=== Page excerpt ===
The Victorian (Green) Smart Renters' Guide is a fantastic resource full of ideas, including how to approach your landlord about making improvements.

Another way to become more energy efficient without having to purchase anything is to borrow a Sustainable Home Audit Kit through the Yarra Plenty Regional Library. These kits contain an infrared thermal imaging camera, power meter, water flow cup, thermometer and instructions on how they can be used. 

For further information or assistance, contact Council’s Sustainability Officer on 9433 3214. 

You can also receive free personalised advice from Council's Sustainability Officers through the Energy and Sustainable Living Advisory Service.

For landlords

Including sustainable features in your rental property can give you an advantage over other property owners, while providing a well maintained, efficient, comfortable and healthy house will retain tenants for longer, reducing the number of vacant days and advertising costs.

It may also be possible to achieve higher rent levels when renters know that their ongoing running costs will be low.

If the time comes to sell your property, marketing its sustainable features may well net you a premium.

From a cost perspective, you can claim the depreciation on upgrades to numerous items, such as efficient hot water systems, heating and cooling systems, curtains, external shading and water efficient taps and shower heads. For ideas on appliance upgrades download Council's Electric Home Planner.

Rebates are also available for some items, including in instances where an existing unit has failed, through the Victorian Energy Upgrades for Households scheme

Working with your tenant will help achieve the best possible outcome, and your tenants will often know exactly where the issues lie.

Concession card households

Incentives and rebates 

In addition to rebates that are available to all eligible households, there are several Victorian Government rebates available specifically to concession card holders. 

Electricity account holders who have one of the following eligible cards can apply for an annual electricity concession:

  • Pensioner Concession Card
  • Health Care Card
  • Veterans’ Affairs Gold Card.

For help with concessions, contact the Concessions Information Line on 1800 658 521 or .

Free energy saving products and advice for concession card holders 

Council also offers a limited selection of free products to assist low-income earners to become more energy efficient. These are available until supplies are exhausted and include: 

  • Standby power controller (to save on standby power) 
  • Twin timer pack (timer device for appliances) 
  • Electricity monitor (to measure whole house energy use over time) 
  • Power meter (to measure energy use by appliance) 
  • Weather seals, draught excluders (for draught proofing)

=== Coordinate annotation lines ===
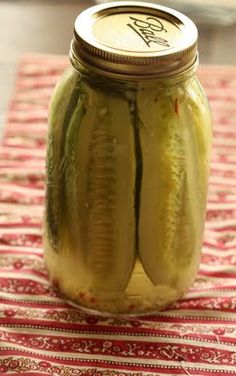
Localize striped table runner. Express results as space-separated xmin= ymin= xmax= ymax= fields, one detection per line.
xmin=0 ymin=55 xmax=236 ymax=376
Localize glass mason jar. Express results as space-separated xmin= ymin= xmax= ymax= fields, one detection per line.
xmin=44 ymin=2 xmax=211 ymax=314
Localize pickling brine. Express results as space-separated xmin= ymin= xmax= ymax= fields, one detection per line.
xmin=44 ymin=2 xmax=211 ymax=313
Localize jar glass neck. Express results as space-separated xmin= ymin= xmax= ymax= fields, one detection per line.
xmin=70 ymin=47 xmax=198 ymax=89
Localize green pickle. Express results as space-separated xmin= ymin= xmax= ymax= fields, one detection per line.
xmin=44 ymin=4 xmax=211 ymax=314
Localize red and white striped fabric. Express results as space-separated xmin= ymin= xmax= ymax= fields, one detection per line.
xmin=0 ymin=55 xmax=236 ymax=376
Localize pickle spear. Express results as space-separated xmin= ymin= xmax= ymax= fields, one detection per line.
xmin=138 ymin=89 xmax=202 ymax=287
xmin=66 ymin=83 xmax=135 ymax=292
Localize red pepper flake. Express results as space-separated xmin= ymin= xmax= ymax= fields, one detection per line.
xmin=175 ymin=98 xmax=179 ymax=116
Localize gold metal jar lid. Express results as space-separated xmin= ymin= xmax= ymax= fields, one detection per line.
xmin=70 ymin=1 xmax=198 ymax=78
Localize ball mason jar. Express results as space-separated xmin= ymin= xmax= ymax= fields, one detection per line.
xmin=44 ymin=2 xmax=211 ymax=314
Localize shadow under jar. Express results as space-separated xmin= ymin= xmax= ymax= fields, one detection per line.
xmin=44 ymin=2 xmax=211 ymax=314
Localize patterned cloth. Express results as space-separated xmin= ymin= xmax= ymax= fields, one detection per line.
xmin=0 ymin=55 xmax=236 ymax=376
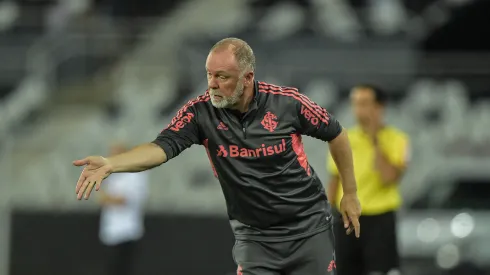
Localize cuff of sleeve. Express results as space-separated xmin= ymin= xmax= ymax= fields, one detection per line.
xmin=151 ymin=139 xmax=175 ymax=161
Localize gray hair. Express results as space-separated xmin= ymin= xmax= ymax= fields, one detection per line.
xmin=210 ymin=37 xmax=255 ymax=73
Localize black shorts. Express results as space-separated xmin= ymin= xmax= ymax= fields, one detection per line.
xmin=334 ymin=212 xmax=399 ymax=275
xmin=233 ymin=229 xmax=336 ymax=275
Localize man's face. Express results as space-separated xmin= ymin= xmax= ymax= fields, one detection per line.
xmin=206 ymin=48 xmax=245 ymax=108
xmin=351 ymin=88 xmax=383 ymax=124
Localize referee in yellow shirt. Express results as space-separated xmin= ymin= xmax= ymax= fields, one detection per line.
xmin=327 ymin=85 xmax=409 ymax=275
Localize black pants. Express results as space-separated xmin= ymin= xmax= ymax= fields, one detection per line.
xmin=106 ymin=241 xmax=137 ymax=275
xmin=233 ymin=229 xmax=336 ymax=275
xmin=334 ymin=212 xmax=399 ymax=275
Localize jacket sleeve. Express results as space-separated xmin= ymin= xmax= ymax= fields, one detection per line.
xmin=153 ymin=100 xmax=201 ymax=161
xmin=294 ymin=93 xmax=342 ymax=141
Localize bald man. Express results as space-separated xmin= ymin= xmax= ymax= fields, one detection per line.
xmin=74 ymin=38 xmax=361 ymax=275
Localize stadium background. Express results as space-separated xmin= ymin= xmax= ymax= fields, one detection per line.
xmin=0 ymin=0 xmax=490 ymax=275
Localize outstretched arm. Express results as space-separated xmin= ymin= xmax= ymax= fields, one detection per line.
xmin=73 ymin=101 xmax=200 ymax=199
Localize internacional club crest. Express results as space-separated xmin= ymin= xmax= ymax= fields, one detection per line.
xmin=261 ymin=112 xmax=278 ymax=133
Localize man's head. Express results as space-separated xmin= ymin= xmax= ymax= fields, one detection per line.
xmin=351 ymin=84 xmax=387 ymax=125
xmin=206 ymin=38 xmax=255 ymax=108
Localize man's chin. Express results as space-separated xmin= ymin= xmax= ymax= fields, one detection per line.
xmin=211 ymin=99 xmax=228 ymax=109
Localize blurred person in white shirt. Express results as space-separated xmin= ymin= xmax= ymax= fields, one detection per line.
xmin=98 ymin=143 xmax=148 ymax=275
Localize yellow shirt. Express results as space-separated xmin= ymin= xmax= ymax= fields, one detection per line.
xmin=327 ymin=126 xmax=410 ymax=215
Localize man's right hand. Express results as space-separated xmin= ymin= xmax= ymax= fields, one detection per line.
xmin=73 ymin=156 xmax=112 ymax=200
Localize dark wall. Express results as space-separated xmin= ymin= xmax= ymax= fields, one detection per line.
xmin=10 ymin=211 xmax=236 ymax=275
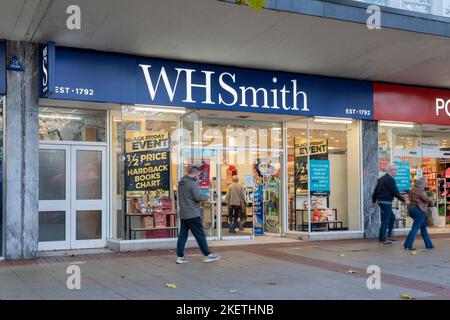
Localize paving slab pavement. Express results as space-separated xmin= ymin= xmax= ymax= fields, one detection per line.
xmin=0 ymin=235 xmax=450 ymax=300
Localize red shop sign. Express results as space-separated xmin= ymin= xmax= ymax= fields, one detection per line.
xmin=373 ymin=83 xmax=450 ymax=125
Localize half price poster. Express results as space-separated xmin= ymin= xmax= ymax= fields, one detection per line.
xmin=125 ymin=131 xmax=170 ymax=191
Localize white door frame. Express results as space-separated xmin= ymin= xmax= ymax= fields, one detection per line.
xmin=38 ymin=144 xmax=71 ymax=250
xmin=38 ymin=142 xmax=108 ymax=251
xmin=70 ymin=146 xmax=107 ymax=249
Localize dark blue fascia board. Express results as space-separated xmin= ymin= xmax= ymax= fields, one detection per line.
xmin=221 ymin=0 xmax=450 ymax=37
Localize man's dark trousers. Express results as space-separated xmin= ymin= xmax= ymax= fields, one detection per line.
xmin=177 ymin=217 xmax=211 ymax=257
xmin=378 ymin=202 xmax=395 ymax=242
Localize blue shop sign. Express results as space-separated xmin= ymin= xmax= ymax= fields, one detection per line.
xmin=40 ymin=45 xmax=373 ymax=120
xmin=39 ymin=42 xmax=56 ymax=97
xmin=0 ymin=41 xmax=6 ymax=94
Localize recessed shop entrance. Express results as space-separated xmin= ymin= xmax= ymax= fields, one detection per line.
xmin=39 ymin=143 xmax=107 ymax=250
xmin=180 ymin=111 xmax=284 ymax=239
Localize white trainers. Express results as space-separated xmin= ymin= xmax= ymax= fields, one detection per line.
xmin=176 ymin=257 xmax=189 ymax=264
xmin=203 ymin=253 xmax=221 ymax=263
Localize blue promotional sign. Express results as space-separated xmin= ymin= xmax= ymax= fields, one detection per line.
xmin=394 ymin=161 xmax=411 ymax=191
xmin=41 ymin=48 xmax=373 ymax=120
xmin=253 ymin=183 xmax=264 ymax=235
xmin=309 ymin=160 xmax=330 ymax=191
xmin=40 ymin=42 xmax=56 ymax=97
xmin=7 ymin=56 xmax=24 ymax=71
xmin=0 ymin=41 xmax=6 ymax=94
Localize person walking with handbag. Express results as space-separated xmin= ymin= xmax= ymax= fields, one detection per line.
xmin=403 ymin=178 xmax=434 ymax=250
xmin=225 ymin=176 xmax=245 ymax=233
xmin=372 ymin=163 xmax=405 ymax=244
xmin=176 ymin=166 xmax=220 ymax=264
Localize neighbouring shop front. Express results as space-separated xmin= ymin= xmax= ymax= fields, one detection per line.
xmin=374 ymin=84 xmax=450 ymax=232
xmin=32 ymin=43 xmax=450 ymax=250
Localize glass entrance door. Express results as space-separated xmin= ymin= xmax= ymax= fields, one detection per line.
xmin=39 ymin=144 xmax=107 ymax=250
xmin=180 ymin=111 xmax=283 ymax=239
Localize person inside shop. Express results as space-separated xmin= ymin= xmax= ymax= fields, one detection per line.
xmin=403 ymin=178 xmax=434 ymax=250
xmin=372 ymin=163 xmax=405 ymax=244
xmin=225 ymin=175 xmax=247 ymax=233
xmin=176 ymin=166 xmax=220 ymax=264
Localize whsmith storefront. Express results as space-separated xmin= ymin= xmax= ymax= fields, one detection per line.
xmin=2 ymin=43 xmax=450 ymax=258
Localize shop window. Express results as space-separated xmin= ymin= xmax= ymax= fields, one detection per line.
xmin=39 ymin=107 xmax=106 ymax=142
xmin=287 ymin=118 xmax=361 ymax=232
xmin=0 ymin=95 xmax=4 ymax=257
xmin=378 ymin=121 xmax=450 ymax=228
xmin=111 ymin=106 xmax=182 ymax=239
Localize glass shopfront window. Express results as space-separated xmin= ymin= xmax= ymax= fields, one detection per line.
xmin=287 ymin=117 xmax=362 ymax=232
xmin=111 ymin=106 xmax=283 ymax=239
xmin=39 ymin=107 xmax=106 ymax=142
xmin=378 ymin=121 xmax=450 ymax=229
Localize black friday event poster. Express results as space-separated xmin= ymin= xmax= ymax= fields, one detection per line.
xmin=125 ymin=131 xmax=170 ymax=191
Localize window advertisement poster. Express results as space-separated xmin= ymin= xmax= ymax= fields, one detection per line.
xmin=294 ymin=139 xmax=329 ymax=196
xmin=394 ymin=161 xmax=411 ymax=191
xmin=309 ymin=160 xmax=330 ymax=192
xmin=253 ymin=183 xmax=264 ymax=235
xmin=125 ymin=131 xmax=170 ymax=192
xmin=253 ymin=159 xmax=267 ymax=235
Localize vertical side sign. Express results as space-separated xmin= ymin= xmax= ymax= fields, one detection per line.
xmin=40 ymin=42 xmax=56 ymax=98
xmin=0 ymin=41 xmax=6 ymax=94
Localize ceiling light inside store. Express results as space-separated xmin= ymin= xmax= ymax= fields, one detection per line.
xmin=39 ymin=114 xmax=82 ymax=120
xmin=380 ymin=121 xmax=414 ymax=128
xmin=314 ymin=117 xmax=352 ymax=124
xmin=134 ymin=104 xmax=186 ymax=114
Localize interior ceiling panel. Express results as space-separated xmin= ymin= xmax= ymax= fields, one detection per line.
xmin=0 ymin=0 xmax=450 ymax=88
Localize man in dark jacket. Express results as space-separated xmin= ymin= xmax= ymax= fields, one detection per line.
xmin=176 ymin=166 xmax=220 ymax=264
xmin=372 ymin=164 xmax=405 ymax=244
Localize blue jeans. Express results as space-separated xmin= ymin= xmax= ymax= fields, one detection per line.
xmin=228 ymin=205 xmax=241 ymax=231
xmin=403 ymin=206 xmax=433 ymax=249
xmin=378 ymin=203 xmax=395 ymax=242
xmin=177 ymin=217 xmax=211 ymax=257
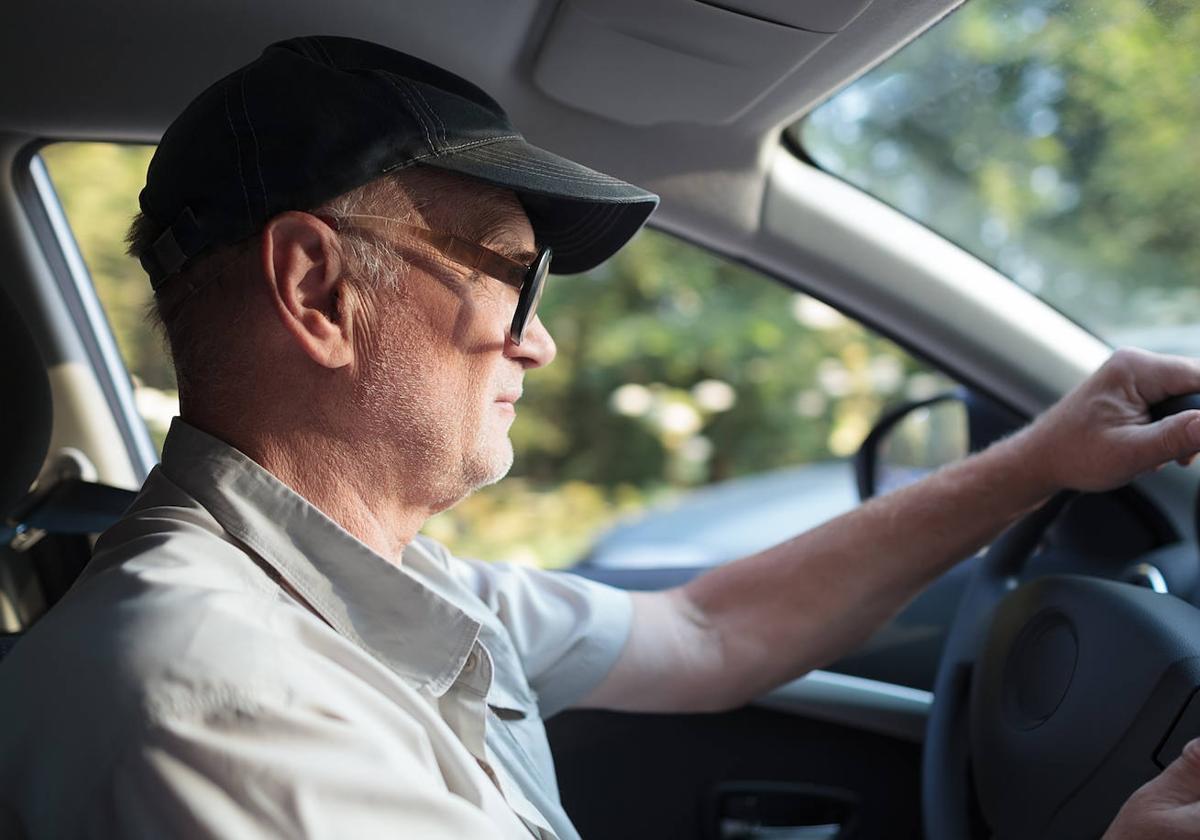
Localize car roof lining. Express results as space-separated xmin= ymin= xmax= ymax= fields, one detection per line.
xmin=0 ymin=0 xmax=959 ymax=235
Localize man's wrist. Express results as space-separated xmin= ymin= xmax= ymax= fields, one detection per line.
xmin=980 ymin=422 xmax=1066 ymax=510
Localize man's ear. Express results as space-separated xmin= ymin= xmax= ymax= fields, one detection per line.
xmin=262 ymin=211 xmax=354 ymax=368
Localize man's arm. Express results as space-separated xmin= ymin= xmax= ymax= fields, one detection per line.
xmin=581 ymin=350 xmax=1200 ymax=712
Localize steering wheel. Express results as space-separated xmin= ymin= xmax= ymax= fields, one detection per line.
xmin=922 ymin=395 xmax=1200 ymax=840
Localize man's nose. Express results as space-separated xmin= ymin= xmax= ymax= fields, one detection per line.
xmin=505 ymin=316 xmax=558 ymax=367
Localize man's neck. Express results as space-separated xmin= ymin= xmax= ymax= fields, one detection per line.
xmin=195 ymin=428 xmax=433 ymax=565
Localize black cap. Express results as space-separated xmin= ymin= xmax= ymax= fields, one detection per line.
xmin=140 ymin=36 xmax=659 ymax=289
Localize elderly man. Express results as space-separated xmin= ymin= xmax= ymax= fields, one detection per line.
xmin=0 ymin=38 xmax=1200 ymax=839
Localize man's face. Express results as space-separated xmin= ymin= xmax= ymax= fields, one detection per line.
xmin=348 ymin=178 xmax=554 ymax=508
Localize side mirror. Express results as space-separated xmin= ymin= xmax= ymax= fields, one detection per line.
xmin=854 ymin=389 xmax=972 ymax=502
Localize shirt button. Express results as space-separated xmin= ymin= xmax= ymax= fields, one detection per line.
xmin=462 ymin=650 xmax=479 ymax=673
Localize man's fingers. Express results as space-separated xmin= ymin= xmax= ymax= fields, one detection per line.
xmin=1140 ymin=410 xmax=1200 ymax=464
xmin=1146 ymin=738 xmax=1200 ymax=805
xmin=1110 ymin=348 xmax=1200 ymax=406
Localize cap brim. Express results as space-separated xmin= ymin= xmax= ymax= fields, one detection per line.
xmin=421 ymin=137 xmax=659 ymax=274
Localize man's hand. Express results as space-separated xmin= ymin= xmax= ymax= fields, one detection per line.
xmin=1014 ymin=349 xmax=1200 ymax=492
xmin=583 ymin=350 xmax=1200 ymax=715
xmin=1102 ymin=739 xmax=1200 ymax=840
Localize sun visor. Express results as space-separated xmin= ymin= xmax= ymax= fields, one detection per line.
xmin=534 ymin=0 xmax=871 ymax=125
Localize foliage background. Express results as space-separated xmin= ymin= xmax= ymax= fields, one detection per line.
xmin=43 ymin=0 xmax=1200 ymax=565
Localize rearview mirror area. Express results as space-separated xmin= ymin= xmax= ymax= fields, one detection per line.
xmin=854 ymin=388 xmax=1024 ymax=502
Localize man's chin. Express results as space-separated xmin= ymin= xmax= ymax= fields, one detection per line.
xmin=467 ymin=438 xmax=512 ymax=492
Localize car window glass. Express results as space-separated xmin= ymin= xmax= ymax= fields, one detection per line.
xmin=41 ymin=143 xmax=946 ymax=568
xmin=40 ymin=143 xmax=179 ymax=451
xmin=417 ymin=230 xmax=948 ymax=569
xmin=790 ymin=0 xmax=1200 ymax=355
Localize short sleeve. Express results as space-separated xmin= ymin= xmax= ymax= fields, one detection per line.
xmin=458 ymin=559 xmax=634 ymax=718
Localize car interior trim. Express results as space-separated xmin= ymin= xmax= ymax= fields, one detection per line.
xmin=26 ymin=155 xmax=158 ymax=482
xmin=755 ymin=671 xmax=934 ymax=743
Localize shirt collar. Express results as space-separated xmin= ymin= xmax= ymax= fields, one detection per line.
xmin=160 ymin=418 xmax=480 ymax=696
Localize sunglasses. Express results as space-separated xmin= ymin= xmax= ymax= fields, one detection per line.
xmin=318 ymin=214 xmax=551 ymax=344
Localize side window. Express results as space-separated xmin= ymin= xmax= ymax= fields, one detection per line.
xmin=40 ymin=143 xmax=179 ymax=450
xmin=426 ymin=230 xmax=948 ymax=568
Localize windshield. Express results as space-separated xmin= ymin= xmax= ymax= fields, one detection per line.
xmin=790 ymin=0 xmax=1200 ymax=355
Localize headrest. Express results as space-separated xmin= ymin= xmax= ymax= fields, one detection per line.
xmin=0 ymin=288 xmax=53 ymax=521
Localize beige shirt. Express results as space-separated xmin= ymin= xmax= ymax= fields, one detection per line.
xmin=0 ymin=421 xmax=631 ymax=840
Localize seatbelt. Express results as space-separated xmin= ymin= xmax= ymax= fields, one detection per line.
xmin=0 ymin=449 xmax=137 ymax=551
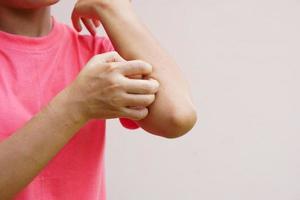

=== Task to complete ===
Print the sustainable housing guide passage starting at "From a cost" and ending at "concession card holders.", copying it word for word.

=== Task output ===
From a cost perspective, you can claim the depreciation on upgrades to numerous items, such as efficient hot water systems, heating and cooling systems, curtains, external shading and water efficient taps and shower heads. For ideas on appliance upgrades download Council's Electric Home Planner.

Rebates are also available for some items, including in instances where an existing unit has failed, through the Victorian Energy Upgrades for Households scheme

Working with your tenant will help achieve the best possible outcome, and your tenants will often know exactly where the issues lie.

Concession card households

Incentives and rebates 

In addition to rebates that are available to all eligible households, there are several Victorian Government rebates available specifically to concession card holders.